### BRANO DA LEGGERE
::::::::

Vi sono dei fattori che, inevitabilmente, frenano il consiglio spassionato di una visual novel del 1999, ma una cosa è certa, Kanon è un passo avanti enorme rispetto al prototipo One, ed è migliore di tante visual novel moderne, a patto di scendere a compromessi con quelle che sono le sue regole, i suoi limiti narrativi e la sua natura un po’ subdola acchiappa-otaku. Ma affermare, in maniera dispregiativa, che Kanon è per otaku, è un po’ come dire che FIFA è per calciofili, sottolineare l’ovvio non è interessante, è più interessante capire se prodotti come questi hanno qualcosa da dire, e da dare, anche ad altre tipologie di lettori, nonché ripercorrere l’influenza che hanno avuto anche su altri generi e media. Così come ogni quattro anni, in occasione delle Olimpiadi, ti ritrovi in quelle tre settimane a seguire sport di cui tendenzialmente in altri periodi non ti importa nulla, è possibile provare occasionalmente un bishoujo game, apprezzandolo o meno, senza per questo andare ad ordinare una action figure inerente o riempire la camera di poster ecchi. Semmai, il problema non è tanto il moe o il genere delle VN, quanto piuttosto lo stile di narrazione nakige, che per un lettore più scafato e meno incline a farsi “manipolare”, può trasmettere una sensazione di repulsione. Come scrive Jacob Chapman in un articolo di ANN del 2015: “Se una storia tocca le corde del cuore di qualcuno nel modo sbagliato, il rifiuto sarà solitamente violento. A nessuno piace sentirsi manipolato, soprattutto manipolato fino a sentirsi triste, di conseguenza le critiche ai lavori di Maeda sono spesso altrettanto feroci quanto l'affetto per essi.”[1]. Il che, è legittimo, comprensibile, cionondimeno il nakige è stato un mezzo, o comunque uno dei mezzi, di emancipazione del genere dai vincoli commerciali preimposti (introducendone di contro altri), con questo tipo di storie gli autori volevano dimostrare ai produttori che i bishoujo game per PC potevano vendere anche senza l’erotismo, e perché no, intercettare nuovo pubblico facilitando l’approdo sul remunerativo mercato console.

::::::::

### PROBLEMA PROPOSTO A
Secondo il brano su Kanon, che cosa volevano dimostrare ai produttori gli autori con le storie nakige?
### PROBLEMA PROPOSTO B
Scrivi il seguito del brano su Kanon, partendo dopo l'ultima frase riportata.

[Esempi di etichettatura delle maschere]
::::::::

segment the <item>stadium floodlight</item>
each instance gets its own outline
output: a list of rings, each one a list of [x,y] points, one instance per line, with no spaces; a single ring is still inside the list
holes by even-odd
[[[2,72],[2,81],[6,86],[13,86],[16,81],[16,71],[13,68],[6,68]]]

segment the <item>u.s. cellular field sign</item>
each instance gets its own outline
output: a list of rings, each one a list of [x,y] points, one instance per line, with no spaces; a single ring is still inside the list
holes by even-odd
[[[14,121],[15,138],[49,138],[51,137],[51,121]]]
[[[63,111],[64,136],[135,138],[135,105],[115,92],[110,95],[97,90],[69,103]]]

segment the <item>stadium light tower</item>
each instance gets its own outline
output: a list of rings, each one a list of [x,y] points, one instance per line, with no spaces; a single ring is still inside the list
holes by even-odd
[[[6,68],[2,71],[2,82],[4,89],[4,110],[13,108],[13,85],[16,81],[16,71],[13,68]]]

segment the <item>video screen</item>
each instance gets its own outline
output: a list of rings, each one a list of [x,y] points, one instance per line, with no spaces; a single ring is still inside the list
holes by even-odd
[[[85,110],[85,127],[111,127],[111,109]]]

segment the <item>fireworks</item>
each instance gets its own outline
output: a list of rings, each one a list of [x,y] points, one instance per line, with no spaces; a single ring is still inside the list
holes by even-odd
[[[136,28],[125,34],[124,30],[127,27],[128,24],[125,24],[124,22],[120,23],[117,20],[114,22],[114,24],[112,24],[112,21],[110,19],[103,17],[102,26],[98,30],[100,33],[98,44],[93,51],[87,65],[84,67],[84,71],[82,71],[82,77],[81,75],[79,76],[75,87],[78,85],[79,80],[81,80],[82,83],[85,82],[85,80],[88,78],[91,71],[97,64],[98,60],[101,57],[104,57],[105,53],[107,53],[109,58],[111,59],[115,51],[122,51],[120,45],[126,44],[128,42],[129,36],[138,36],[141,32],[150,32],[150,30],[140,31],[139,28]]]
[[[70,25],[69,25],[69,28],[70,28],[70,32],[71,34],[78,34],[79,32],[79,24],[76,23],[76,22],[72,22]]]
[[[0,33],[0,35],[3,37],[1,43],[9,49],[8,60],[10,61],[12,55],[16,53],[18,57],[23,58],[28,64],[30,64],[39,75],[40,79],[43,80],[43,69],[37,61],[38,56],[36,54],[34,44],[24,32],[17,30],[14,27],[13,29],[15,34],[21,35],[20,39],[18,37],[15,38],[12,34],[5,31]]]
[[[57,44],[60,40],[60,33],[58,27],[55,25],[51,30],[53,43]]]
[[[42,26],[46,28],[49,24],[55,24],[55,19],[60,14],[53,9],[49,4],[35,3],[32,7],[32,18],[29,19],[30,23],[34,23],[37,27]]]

::::::::

### RISPOSTA AL COMPITO A
Che i bishoujo game per PC potevano vendere anche senza l'erotismo.

### RISPOSTA AL COMPITO B
Il successo di To Heart del 1997 convince altri produttori ad investire in questo genere con commoventi storie d'amore e immagini moe, andando progressivamente a diminuire la componente erotica, fino ad allora ritenuta dai produttori essenziale per le vendite su PC. Tra loro c'era la coppia di Tactics formata da Naoki Hisaya e Jun Maeda, che con One introdussero la formula semplice ma efficace del nakige ("gioco del pianto"), consistente nella struttura "prima metà comica + parte centrale romantica e commovente + separazione tragica + incontro emotivo" (A History of Adult Games, Satoshi Todome). Con l'avvento di Kanon, uscito appena una settimana dopo il già menzionato Comic Party dei rivali di Leaf (azienda da cui proveniva il compositore Shinji Orito, uno “scippo” che si rivelerà fondamentale), il mercato dei giochi bishoujo per PC raggiunge un punto di svolta, con una forte tendenza a rappresentare emozioni profonde tra i personaggi, piuttosto che il semplice erotismo. D’altro canto, alcuni più cinici potrebbero chiedersi se il moe misto a dramma, utilizzato in questo modo come mezzo attrattivo, sovraesposto e suppletivo al sesso, non sia anch’esso una forma di pornografia. 

“Il mercato dei cosiddetti eroge iniziò a concentrarsi sempre di più sulle storie romantiche, di conseguenza, le scene R18 furono trattate come se potessero essere assenti. A questo punto, alcuni acquistarono la versione per tutte le età, c’era la sensazione che le scene pornografiche potessero intralciare la storia [...]. Era un desiderio di auto-identificazione e di accettazione di innocenza fanciullesca”.[2] 


Del resto, le scene H non erano certo un granché, anzi, sono proprio brutte, palesemente forzate e spesso fuori contesto (e neanche doppiate, dato che il doppiaggio fu aggiunto con la versione Dreamcast), tutto si può dire sul character design di Itaru Inoue, fuorché definirlo anche solo minimamente sensuale. Non stupisce se dal 2004, anno di uscita della Standard Edition per Windows XP, non siano più state riproposte, come se fossero effettivamente disconosciute dalla Key stessa, mentre nel fandom, in barba alle cinque eroine protagoniste, la più "gettonata" della Rule34 sarà Akiko-san con il suo fascino da milf.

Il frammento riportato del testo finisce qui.